WHAT TO DO ▸ Each line of the data must be written out again verbatim; no image belongs in the copy.

*** EXCERPTED DATA Section Begins ***

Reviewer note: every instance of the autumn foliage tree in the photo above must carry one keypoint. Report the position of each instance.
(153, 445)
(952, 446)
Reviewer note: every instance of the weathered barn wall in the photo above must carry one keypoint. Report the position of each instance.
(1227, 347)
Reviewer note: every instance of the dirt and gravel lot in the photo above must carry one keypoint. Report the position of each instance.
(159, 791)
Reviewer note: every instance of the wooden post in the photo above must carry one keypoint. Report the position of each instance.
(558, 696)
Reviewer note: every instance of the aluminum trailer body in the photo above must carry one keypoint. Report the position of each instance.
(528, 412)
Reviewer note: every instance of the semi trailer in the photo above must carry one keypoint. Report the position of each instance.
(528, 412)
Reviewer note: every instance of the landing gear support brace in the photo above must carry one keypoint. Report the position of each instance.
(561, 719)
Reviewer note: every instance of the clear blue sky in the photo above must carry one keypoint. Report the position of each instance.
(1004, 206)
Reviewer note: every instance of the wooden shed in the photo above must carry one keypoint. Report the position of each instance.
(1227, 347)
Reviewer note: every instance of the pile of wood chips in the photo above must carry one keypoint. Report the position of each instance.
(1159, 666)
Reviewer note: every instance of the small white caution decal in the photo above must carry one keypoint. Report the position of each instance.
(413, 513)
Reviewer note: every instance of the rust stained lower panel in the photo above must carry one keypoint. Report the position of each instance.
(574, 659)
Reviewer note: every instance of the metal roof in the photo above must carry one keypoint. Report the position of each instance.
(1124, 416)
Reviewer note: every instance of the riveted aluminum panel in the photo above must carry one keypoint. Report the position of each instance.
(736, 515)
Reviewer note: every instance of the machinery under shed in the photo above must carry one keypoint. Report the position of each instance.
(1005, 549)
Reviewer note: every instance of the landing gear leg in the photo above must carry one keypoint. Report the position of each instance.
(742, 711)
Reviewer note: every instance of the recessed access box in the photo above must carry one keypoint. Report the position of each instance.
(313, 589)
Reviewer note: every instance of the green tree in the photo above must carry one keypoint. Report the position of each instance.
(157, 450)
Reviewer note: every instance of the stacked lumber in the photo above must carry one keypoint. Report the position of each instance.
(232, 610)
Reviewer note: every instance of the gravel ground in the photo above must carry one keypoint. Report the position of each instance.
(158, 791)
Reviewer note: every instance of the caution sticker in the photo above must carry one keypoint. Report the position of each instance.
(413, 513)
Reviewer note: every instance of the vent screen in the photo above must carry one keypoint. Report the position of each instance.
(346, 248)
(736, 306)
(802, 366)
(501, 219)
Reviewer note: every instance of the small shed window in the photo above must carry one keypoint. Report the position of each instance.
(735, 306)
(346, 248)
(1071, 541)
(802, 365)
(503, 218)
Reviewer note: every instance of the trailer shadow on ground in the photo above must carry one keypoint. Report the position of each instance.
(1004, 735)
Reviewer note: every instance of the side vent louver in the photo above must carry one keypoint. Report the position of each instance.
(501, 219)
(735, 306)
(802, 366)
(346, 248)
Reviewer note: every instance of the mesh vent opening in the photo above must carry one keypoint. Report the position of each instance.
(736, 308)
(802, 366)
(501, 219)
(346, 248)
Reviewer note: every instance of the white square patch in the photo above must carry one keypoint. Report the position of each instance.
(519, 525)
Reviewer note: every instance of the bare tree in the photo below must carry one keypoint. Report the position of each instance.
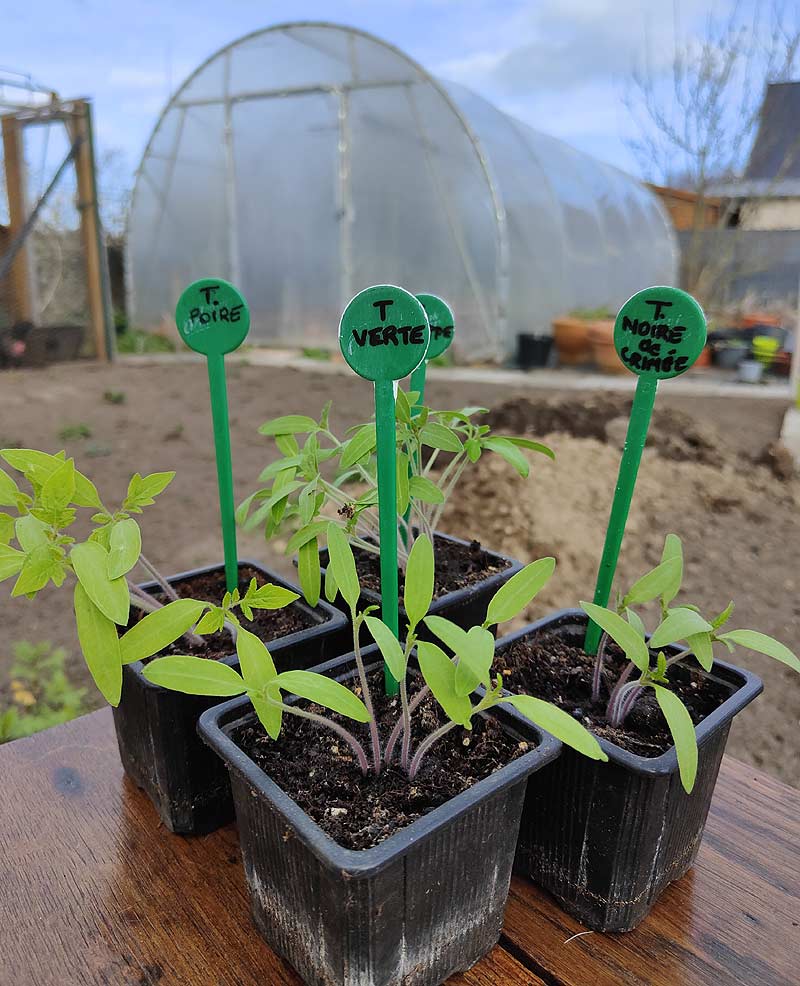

*** EXCERPTED DATA Section Ends ***

ANSWER TO THIS TASK ▸
Reviewer note: every instance of the autumn foliage tree in the photo above must carry one keypoint. Report the position of each instance.
(153, 445)
(952, 446)
Reviewer note: every instance of the weathered barn wall in the photo above must carry one keypoint. Report the position of each instance.
(1227, 347)
Reviewer note: every instance of the dirt and gravel lot in the photo above must carry one keypoint. Report the position of each instance.
(159, 791)
Reviewer note: every instance of the wooden post in the photo above must carry one keypoint. Report the position of each instance.
(558, 696)
Reviewer note: every instance of the aluminum trailer body in the photo above must carry one keypoint. Report the position of each instance.
(528, 412)
Reviewer note: every instance of the semi trailer in the photo above must carry one keypoint. Report the position of each instance.
(528, 412)
Reviewer note: every instance of the landing gear support brace in the photo above must carry one keypoint. Report the position of each instance.
(561, 719)
Reviewer note: every instance of the clear blue sky in the photo above must carry one keypoint. Report the position of each instance.
(1004, 206)
Reviewer note: every instance of the wooden shed in the photo above must carry one keypoint. Report the position of each instance.
(1227, 347)
Reviewer note: every instance of the pile of wood chips in the photo above must carry one keypoint. Report the position of each instance.
(1159, 666)
Reviewer note: every instance of the small white caution decal in the photo above must carry one keypoint. Report the position of each instance.
(413, 513)
Reviewer note: every instance of the rust stained lower panel in the photo above must carry one keypoint. Report the position of each instance.
(574, 659)
Reviewer note: every instance of the metal roof in the photo above must carry one keypoint. Report the position of each instance.
(1124, 416)
Reviewer note: every instance of the riveted aluminum panel in the photo above must carry one keypoint. Report the position of each instance.
(736, 515)
Reviewer note: every instance of the machinery under shed in the photo above must carry one keypoint. Report the position of each instance.
(1005, 549)
Reviewer note: every instance of the landing gear leg in the photo above must carry one keypoint. Report the position of each instance.
(742, 711)
Reviewer note: every instance of the recessed access box in the photo above must carry one keypoint. Report the position of each instance.
(313, 589)
Reviewer note: every instance of the green tree in the photo above must carry one keypoint. Report the position of each instance.
(157, 450)
Reviewer note: every instance of the stacked lumber in the photo above must carry one keypoint. Report the position of each instance.
(232, 610)
Reviewer note: every instance of the gravel ground in the photo above must carry one keypoint. Report the position of each instance.
(158, 791)
Reviewer note: every instance of the caution sticker in the photo above must carry one keypoint. Report the position of each instance.
(413, 513)
Reviewer note: every instance of the vent screen in the photo above must carry one keypoint. Report the position of each instance.
(346, 248)
(736, 306)
(802, 366)
(501, 219)
Reviewer note: every instance of the small shed window in the photo above must carry one keypoint. Report the position of each instance.
(735, 306)
(346, 248)
(1071, 541)
(802, 365)
(503, 218)
Reviewer note: every instance of the trailer shadow on ground in the photo above must carry one keypoint. Report the position of each instance.
(1004, 735)
Reviewer note: every instance of the side vent louver in the photo above must carry one keypoint. Report the position of each instance.
(501, 219)
(735, 306)
(802, 366)
(346, 248)
Reviewer note: every instance of the mesh vent opening in the photo above must carry one keypoint. Report the position of each instance.
(736, 308)
(802, 366)
(501, 219)
(346, 248)
Reviewer note: every instance of the white square patch in the photo above must carry one keypoint. Report the position of each instance.
(519, 525)
Reviewer note: every instance of the bare tree in the photo below must carry one keypoint. Report the position of each instance.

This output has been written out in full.